### Extract to read

# Serpentus bus to the Doncaster Show!



## Cowgal (Jul 4, 2007)

Serpentus are running a bus to the show on the 8th June....leaving Dunfermline Fife at 3am to arrive at 9:45am approx. Return same day.
Cost is £30 per person. (cost will drop if all seats are filled!)
Over 18's (unless an with adult)
As cash is due up front for the driver they need the cash by Sunday, This way you are getting a seat no matter what.
Only 49 seats available so get in quick!
PM me for further details 
_Its a jolly day oot!!_ LOL
:2thumb:


----------



## buddy (Jul 10, 2007)

so what time and day would we get back would we be back on sunday then ?

x


----------



## weeminx (Oct 28, 2006)

im not sure exactly what time but it will be sunday evening we are back.
pm cowgal if you want more info.


----------



## Rob Wallace (Sep 24, 2006)

Cant make it this time as i just forked out on some other stuff and i am going to an MMA tournament out this way next weekend.

Definately interested in any other trips that Serpentus has to offer later on down the line.

Big Thanks to Serpentus

Another Pleasant Visit Today


----------



## Lynne (Jul 19, 2007)

Rob Wallace said:


> Cant make it this time as i just forked out on some other stuff and i am going to an MMA tournament out this way next weekend.
> 
> Definately interested in any other trips that Serpentus has to offer later on down the line.

######

### Task prompt
Reproduce word for word the stretch of the Serpentus bus thread from "# Serpentus bus" through "get in quick!".

### Extracted data

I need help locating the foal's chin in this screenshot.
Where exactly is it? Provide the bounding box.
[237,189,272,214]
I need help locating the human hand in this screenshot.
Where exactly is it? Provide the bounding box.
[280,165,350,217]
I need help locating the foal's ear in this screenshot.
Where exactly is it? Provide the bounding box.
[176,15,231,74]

######
### Extracted data

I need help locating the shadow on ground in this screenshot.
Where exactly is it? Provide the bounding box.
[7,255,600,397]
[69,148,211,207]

######

### Task answer
# Serpentus bus to the Doncaster Show!



## Cowgal (Jul 4, 2007)

Serpentus are running a bus to the show on the 8th June....leaving Dunfermline Fife at 3am to arrive at 9:45am approx. Return same day.
Cost is £30 per person. (cost will drop if all seats are filled!)
Over 18's (unless an with adult)
As cash is due up front for the driver they need the cash by Sunday, This way you are getting a seat no matter what.
Only 49 seats available so get in quick!